PROVIDED TEXT:

Great points Jody! Side note: I'm feeling slightly better this morning. I was having only a marginal meltdown last night and sleep helped. LOL
I think part of my issue is the one you pointed out: feedback. I've had tons of it on my first chapter, quite a bit on many of my middle chapters, but the end of my book is virgin in the way of having other's (besides my mother) critique it. In preparing for a "request" from an agent, I was doing one last edit and found the end of book, lets just say, not in stellar condition. I'd been months since I'd reread it and evidently I've learned alot, *grin* So I did a pretty good edit on it but still, it's seen my eyes only and when I pushed "send" on my e-mail last night with my manuscript, I was in sore need of a brown paper bag to breathe into.
But this morning I'm all about giving God control (hard to do at almost midnight when you've lacked sleep for almost a week…) and resting in the fact that HIS will is perfect and if I'm truely following him, I can't mess things up.
And that's my say for the morning. LOL
Oh girl, you are far from alone. I'm right there with you. I have way too many doubts flitting through my mind. All. The. Time. I pray about it. And then I pray some more. And some more. I'm constantly second guessing myself. But it's my passion. I'm going to do it regardless of the outcome.
I agree with Jody – feedback is key. Objective feedback.
Thanks for sharing your stuggle! Makes me feel less alone. 🙂
Oh yes! Yes! Yes! I'm a doubter. But Krista, if God has opened the door with a request for a full, then walk through that door with head held high!!! Maybe this won't be "the one", but it is definitely a HUGE stepping stone! HUGE! Hang in there! I know you have what it takes!

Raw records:

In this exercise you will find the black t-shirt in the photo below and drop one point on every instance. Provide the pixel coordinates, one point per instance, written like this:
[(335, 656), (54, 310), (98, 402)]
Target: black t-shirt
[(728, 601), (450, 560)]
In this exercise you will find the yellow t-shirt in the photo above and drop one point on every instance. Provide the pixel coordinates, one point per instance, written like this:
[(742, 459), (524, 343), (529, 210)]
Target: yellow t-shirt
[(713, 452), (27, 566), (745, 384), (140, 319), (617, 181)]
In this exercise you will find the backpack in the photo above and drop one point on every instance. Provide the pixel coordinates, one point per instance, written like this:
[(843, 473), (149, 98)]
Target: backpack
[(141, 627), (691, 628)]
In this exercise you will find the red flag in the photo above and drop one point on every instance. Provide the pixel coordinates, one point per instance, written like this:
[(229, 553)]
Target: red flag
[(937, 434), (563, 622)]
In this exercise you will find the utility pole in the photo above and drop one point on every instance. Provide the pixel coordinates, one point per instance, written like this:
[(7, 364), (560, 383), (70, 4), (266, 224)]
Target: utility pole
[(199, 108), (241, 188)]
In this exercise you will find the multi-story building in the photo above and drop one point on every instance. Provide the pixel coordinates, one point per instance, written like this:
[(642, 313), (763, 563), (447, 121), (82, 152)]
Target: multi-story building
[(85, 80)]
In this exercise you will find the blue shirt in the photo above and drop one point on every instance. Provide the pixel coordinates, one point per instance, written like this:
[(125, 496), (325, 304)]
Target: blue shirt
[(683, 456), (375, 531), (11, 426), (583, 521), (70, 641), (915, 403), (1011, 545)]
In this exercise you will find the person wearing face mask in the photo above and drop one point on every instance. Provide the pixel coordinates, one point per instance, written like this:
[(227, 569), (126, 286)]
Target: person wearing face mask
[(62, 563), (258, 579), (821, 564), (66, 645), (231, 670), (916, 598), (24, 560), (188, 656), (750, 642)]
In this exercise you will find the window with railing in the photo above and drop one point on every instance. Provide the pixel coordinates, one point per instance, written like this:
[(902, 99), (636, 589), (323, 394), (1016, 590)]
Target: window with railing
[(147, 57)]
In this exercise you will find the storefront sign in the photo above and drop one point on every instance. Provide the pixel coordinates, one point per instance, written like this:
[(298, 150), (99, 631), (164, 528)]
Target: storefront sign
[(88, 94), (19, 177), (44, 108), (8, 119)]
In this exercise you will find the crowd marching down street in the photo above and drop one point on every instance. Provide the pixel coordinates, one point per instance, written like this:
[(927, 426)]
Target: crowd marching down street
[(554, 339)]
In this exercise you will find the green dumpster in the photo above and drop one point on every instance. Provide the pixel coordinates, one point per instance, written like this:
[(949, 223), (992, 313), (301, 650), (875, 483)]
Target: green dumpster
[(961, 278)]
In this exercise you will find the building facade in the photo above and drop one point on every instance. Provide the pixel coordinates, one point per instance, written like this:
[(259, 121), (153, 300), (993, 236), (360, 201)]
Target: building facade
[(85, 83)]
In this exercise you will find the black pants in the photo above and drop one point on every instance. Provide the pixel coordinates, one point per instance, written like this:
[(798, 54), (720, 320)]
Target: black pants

GIVEN TASK:
Answer these questions from the comment thread:
1. Apart from the first commenter, who had critiqued the end of that commenter's book?
2. What kind of feedback does the line "I agree with Jody – feedback is key." go on to specify?
3. According to the comment addressed to Krista, what has God opened the door with?

FINISHED TASK:
1. The commenter's mother.
2. Objective feedback.
3. A request for a full.